I quaderni che vanno dal 1946 al
1948 — corrispondenti alle Note III-V — sono di grande interesse perché
testimoniano un incessante lavoro autocritico grazie a cui Heidegger
riesce ad andare oltre quella cesura, che avrebbe potuto essere
definitiva. Sente infatti di essere giunto a un punto di non ritorno. Il
ripensamento della sua opera è indubbiamente anche una sorta di
autodifesa. Si rivolge espressamente agli intellettuali francesi che —
da Alain Resnais a Frédéric de Towarnicki — già dall’autunno del 1945
vanno a trovarlo nel suo rifugio di Todtnauberg, nella Foresta Nera. Ma
l’interlocutore a cui mira è Jean-Paul Sartre, più volte citato. Non ne
ha molta stima; lo giudica un filosofo non originale, che si è
indebitamente appropriato di molte sue idee. Strategicamente, però,
intuisce che proprio la cultura francese degli occupanti può salvare la
sua opera dall’oblio al quale in patria sembra condannata. E sarà in
effetti così. Tradotto in francese, Heidegger è destinato a una nuova
ricezione, questa volta mondiale.

▶ **OBIETTIVO A**: Secondo il brano su Heidegger, dove si trova il rifugio in cui gli intellettuali francesi vanno a trovarlo?

▶ **DATI FORNITI**:

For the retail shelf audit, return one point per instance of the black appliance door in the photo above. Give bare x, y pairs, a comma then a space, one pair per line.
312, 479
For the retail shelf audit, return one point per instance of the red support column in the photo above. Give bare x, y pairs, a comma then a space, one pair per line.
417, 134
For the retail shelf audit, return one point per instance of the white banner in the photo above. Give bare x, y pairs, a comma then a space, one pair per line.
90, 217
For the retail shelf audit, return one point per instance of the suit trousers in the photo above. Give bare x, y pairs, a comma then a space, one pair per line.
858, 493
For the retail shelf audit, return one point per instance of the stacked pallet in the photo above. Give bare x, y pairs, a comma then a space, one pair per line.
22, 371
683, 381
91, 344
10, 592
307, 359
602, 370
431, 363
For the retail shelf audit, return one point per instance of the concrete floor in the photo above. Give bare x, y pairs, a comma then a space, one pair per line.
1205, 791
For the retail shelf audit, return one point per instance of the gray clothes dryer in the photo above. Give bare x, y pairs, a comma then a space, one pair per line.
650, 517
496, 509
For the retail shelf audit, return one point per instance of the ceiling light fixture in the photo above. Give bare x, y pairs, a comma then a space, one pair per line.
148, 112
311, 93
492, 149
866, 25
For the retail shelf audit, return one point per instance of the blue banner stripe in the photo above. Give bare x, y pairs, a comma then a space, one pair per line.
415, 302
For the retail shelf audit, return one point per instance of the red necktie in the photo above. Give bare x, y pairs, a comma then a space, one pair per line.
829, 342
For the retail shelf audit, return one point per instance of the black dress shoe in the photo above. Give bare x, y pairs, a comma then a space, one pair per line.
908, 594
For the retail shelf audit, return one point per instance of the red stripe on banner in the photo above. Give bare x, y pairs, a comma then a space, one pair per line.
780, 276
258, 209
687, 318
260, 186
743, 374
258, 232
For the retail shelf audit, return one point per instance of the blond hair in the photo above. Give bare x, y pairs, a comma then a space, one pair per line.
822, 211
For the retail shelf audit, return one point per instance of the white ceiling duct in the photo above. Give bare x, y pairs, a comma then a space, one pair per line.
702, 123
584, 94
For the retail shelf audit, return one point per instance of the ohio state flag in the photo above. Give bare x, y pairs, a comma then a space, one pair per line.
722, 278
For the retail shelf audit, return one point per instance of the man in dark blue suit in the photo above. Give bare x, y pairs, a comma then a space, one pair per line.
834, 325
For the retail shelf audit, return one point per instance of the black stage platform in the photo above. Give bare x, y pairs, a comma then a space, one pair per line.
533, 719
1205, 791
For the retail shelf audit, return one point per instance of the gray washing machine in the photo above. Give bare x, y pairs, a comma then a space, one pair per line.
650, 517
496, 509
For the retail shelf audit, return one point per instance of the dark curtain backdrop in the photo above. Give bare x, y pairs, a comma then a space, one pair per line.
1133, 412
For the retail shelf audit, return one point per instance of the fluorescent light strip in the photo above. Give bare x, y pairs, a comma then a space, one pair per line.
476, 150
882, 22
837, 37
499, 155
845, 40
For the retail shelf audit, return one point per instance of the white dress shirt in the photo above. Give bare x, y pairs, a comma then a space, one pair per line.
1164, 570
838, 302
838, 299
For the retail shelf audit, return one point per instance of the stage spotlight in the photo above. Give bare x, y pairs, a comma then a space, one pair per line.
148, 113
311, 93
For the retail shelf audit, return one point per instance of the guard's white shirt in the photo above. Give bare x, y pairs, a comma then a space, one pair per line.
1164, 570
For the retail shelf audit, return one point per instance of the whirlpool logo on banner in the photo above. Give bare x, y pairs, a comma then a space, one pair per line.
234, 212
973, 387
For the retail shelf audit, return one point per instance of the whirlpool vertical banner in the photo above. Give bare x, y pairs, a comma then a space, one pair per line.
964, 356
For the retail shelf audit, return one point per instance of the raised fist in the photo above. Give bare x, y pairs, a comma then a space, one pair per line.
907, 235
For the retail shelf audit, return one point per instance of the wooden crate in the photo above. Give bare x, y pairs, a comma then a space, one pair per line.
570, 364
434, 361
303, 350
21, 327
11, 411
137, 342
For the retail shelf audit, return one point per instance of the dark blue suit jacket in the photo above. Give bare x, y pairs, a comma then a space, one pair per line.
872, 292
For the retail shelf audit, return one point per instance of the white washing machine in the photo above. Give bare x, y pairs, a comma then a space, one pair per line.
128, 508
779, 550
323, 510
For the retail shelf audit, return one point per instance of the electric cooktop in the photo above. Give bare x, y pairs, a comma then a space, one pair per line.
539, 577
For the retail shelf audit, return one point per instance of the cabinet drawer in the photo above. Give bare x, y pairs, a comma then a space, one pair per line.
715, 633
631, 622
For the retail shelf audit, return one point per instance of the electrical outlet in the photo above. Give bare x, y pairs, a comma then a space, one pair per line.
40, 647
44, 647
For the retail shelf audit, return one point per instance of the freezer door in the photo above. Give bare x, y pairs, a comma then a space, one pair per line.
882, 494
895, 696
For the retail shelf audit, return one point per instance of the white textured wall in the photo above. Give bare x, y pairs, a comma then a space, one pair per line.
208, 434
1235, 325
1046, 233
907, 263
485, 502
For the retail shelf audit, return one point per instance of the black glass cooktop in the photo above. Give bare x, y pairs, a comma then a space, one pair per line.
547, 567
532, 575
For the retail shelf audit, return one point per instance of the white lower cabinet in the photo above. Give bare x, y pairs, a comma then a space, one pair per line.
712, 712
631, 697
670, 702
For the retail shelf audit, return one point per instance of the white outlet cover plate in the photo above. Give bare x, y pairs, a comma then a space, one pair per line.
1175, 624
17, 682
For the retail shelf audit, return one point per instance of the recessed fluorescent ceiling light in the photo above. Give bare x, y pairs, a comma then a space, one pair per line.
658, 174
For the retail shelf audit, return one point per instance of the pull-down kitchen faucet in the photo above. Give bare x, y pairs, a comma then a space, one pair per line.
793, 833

▶ **OBIETTIVO B**: Raccogli ogni riga dei record in cui compare la parola "cooktop".

▶ **RISPOSTA CORRETTA A**: A Todtnauberg, nella Foresta Nera.

▶ **RISPOSTA CORRETTA B**:
For the retail shelf audit, return one point per instance of the electric cooktop in the photo above. Give bare x, y pairs, a comma then a space, one pair per line.
For the retail shelf audit, return one point per instance of the black glass cooktop in the photo above. Give bare x, y pairs, a comma then a space, one pair per line.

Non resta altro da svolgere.